(PASSAGE SHOWN)
################

On Monday, James and I participated in a guerilla "Communist Tour" of the Museum of Modern Art led by artist Yevgeniy Fiks. The first paragraph of his project statement says:

For the past fifty years, the Museum of Modern Art has been separating artists from their politics and in so doing sanitizing the history of Modern Art. “Communist Tour of MoMA” connects the history of Modern Art to history of the 20th century Communist movement. The project is based on research conducted at the Museum of Modern Art archives in New York, focusing on Modern artists from the MoMA collection whose careers overlapped with the trajectory of the Communist Party.

Below are some highlights from the notes I took during his whirlwind talk in the permanent collection floors of the museum. C-Monster was also tweeting during the tour using the hashtag #commietour.

################

(MATERIAL PROVIDED)
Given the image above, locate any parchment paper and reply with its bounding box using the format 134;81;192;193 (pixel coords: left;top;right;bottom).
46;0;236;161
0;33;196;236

################

(YOUR OBJECTIVE) According to the passage about the Communist Tour of MoMA, where was the research behind the project conducted?

(FINAL RESULT) At the Museum of Modern Art archives in New York.